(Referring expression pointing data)
※

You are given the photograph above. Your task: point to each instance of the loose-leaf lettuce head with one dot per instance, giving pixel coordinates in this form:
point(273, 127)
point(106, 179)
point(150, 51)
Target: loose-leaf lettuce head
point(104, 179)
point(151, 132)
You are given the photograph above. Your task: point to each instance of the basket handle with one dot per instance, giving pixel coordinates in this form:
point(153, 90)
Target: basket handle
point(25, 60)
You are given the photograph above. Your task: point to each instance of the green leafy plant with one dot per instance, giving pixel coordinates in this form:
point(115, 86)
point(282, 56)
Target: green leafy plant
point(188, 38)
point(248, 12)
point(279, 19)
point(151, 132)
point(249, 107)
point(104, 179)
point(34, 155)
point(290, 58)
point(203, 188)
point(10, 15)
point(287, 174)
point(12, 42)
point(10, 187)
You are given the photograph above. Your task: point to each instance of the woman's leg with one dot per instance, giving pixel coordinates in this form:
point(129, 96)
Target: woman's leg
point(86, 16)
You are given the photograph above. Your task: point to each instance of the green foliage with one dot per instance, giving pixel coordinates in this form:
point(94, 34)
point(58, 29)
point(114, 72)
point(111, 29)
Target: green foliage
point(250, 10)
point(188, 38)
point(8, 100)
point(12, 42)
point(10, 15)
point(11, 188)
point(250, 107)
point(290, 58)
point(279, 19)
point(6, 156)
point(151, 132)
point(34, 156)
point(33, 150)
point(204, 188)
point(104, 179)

※

▸ WORK ORDER
Word for word, write out each record shown above.

▸ SOLUTION TO THIS TASK
You are given the photograph above. Your task: point to each instance of the loose-leaf lettuce head with one dot per instance, giving pixel coordinates in this form:
point(273, 127)
point(106, 179)
point(150, 51)
Target: loose-leaf lettuce head
point(104, 179)
point(151, 132)
You are given the photograph above. Your task: point to each instance of the basket handle with one dot per instance, giving pixel coordinates in this form:
point(153, 90)
Target: basket handle
point(25, 60)
You are given the photograph above. Your task: point to each instance of the green leafy plant with one dot per instance, giving pixel coordinates in this form:
point(115, 86)
point(282, 56)
Target: green leafy plant
point(188, 38)
point(248, 12)
point(279, 19)
point(151, 132)
point(249, 107)
point(104, 179)
point(34, 155)
point(290, 58)
point(203, 188)
point(10, 15)
point(287, 174)
point(12, 42)
point(10, 187)
You are given the photograph above. Your task: point to each instance of the woman's leg with one dot per instance, giving pixel coordinates in this form:
point(129, 96)
Target: woman's leg
point(86, 16)
You are given the photograph above. Your task: point to each instance of the green foliage with one dot per instance, giving pixel coordinates in this form:
point(94, 34)
point(58, 29)
point(114, 72)
point(111, 29)
Target: green foliage
point(250, 10)
point(188, 38)
point(8, 100)
point(12, 42)
point(10, 15)
point(11, 188)
point(250, 107)
point(290, 58)
point(279, 19)
point(6, 156)
point(151, 132)
point(34, 156)
point(33, 150)
point(204, 188)
point(104, 179)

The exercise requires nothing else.